> **Text provided**
▶

Set par levels (the minimum stock you want on hand for each ingredient) for your highest-cost items based on actual usage, not habit or what your supplier’s rep suggests. Review whether your ordering frequency matches real turnover: smaller, more frequent orders can reduce spoilage even if per-unit cost is slightly higher.

Supplier pricing on the same product can vary 10-20% between wholesalers. If you haven’t compared prices recently, that’s one of the fastest wins at hand. Knowing the market rate for your staples gives you the conversation to have with your current supplier before your next order.

Our free supplier price comparison template gives you a simple one-page grid to compare your top 10 ingredients across three suppliers and work out where you could be paying less.


Download the supplier price comparison template

Long-term supplier relationships can unlock savings that go beyond price matching. If you’ve worked with the same wholesalers for years, that relationship is worth leveraging when costs shift. Committing to larger volumes, consolidating orders or agreeing to longer terms can all open the door to better pricing, and suppliers would rather negotiate than lose a reliable account.

Reduce your energy costs

With electricity up 12.5% in the past year, your energy bill deserves the same attention as your food spend, especially when your venue runs commercial ovens, fridges, dishwashers and HVAC all day.

The most effective fixes are often maintenance-based. Dirty condenser coils on commercial fridges and freezers increase energy consumption by 25% or more. Scheduling ovens and dishwashers outside peak tariff periods reduces costs without changing output. LED lighting, if you haven’t switched already, pays for itself within months. And getting competing quotes on your energy plan takes an afternoon.

If you’re looking at replacing an ageing fridge or upgrading to a more efficient oven, the low-value asset write-off lets you deduct the full cost of assets up to $1,000 immediately. For larger purchases, the 20% Investment Boost (available for new assets purchased from 22 May 2025) brings forward your depreciation claims. The small business tax deductions guide covers what you can claim and how.

◀

> **Extracted material**
▶

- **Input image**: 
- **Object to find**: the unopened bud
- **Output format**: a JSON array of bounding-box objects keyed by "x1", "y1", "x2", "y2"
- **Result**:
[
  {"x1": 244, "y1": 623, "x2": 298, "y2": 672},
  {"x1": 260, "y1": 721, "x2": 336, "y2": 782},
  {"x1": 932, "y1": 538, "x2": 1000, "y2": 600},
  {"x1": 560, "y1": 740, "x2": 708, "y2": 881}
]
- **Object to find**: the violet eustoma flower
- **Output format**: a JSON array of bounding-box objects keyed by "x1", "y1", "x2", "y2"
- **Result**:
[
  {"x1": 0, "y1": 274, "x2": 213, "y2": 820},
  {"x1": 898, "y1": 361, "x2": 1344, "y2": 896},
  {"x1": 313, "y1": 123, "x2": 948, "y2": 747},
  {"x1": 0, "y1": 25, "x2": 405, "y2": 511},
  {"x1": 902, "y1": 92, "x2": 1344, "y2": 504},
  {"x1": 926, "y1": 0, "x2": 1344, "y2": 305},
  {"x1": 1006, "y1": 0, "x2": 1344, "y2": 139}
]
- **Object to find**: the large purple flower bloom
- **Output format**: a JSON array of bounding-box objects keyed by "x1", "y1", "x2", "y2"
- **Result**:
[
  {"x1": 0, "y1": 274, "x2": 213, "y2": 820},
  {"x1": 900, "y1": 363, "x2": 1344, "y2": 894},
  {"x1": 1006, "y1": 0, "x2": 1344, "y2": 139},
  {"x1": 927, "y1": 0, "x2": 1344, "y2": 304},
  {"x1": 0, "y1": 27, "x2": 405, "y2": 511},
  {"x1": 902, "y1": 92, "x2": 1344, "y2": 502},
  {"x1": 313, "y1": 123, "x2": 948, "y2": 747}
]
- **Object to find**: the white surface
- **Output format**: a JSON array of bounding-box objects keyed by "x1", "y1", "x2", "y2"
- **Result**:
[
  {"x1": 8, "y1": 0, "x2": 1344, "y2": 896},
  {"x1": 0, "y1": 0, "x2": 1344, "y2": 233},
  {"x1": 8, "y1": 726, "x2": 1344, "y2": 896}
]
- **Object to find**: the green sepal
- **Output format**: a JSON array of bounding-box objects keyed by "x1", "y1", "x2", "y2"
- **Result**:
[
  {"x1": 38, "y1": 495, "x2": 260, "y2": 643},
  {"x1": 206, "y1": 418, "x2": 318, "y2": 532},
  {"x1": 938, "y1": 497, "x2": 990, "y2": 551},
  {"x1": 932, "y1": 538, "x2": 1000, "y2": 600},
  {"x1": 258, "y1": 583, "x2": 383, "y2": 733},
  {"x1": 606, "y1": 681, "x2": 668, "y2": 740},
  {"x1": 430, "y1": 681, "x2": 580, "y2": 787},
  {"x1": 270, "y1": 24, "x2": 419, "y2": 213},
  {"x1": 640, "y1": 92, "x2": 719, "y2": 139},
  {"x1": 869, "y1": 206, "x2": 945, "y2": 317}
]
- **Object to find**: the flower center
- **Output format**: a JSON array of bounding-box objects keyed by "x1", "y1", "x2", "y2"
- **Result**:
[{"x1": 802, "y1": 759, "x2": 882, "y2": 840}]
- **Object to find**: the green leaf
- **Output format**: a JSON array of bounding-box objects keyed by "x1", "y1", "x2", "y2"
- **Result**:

◀

> **Your assignment**
Repeat the part of the cost-cutting text starting with "Set par levels" and going on through "be paying less.". The rows stand apart from the cost-cutting text and are a separate body of material.

> **Response to the task**
Set par levels (the minimum stock you want on hand for each ingredient) for your highest-cost items based on actual usage, not habit or what your supplier’s rep suggests. Review whether your ordering frequency matches real turnover: smaller, more frequent orders can reduce spoilage even if per-unit cost is slightly higher.

Supplier pricing on the same product can vary 10-20% between wholesalers. If you haven’t compared prices recently, that’s one of the fastest wins at hand. Knowing the market rate for your staples gives you the conversation to have with your current supplier before your next order.

Our free supplier price comparison template gives you a simple one-page grid to compare your top 10 ingredients across three suppliers and work out where you could be paying less.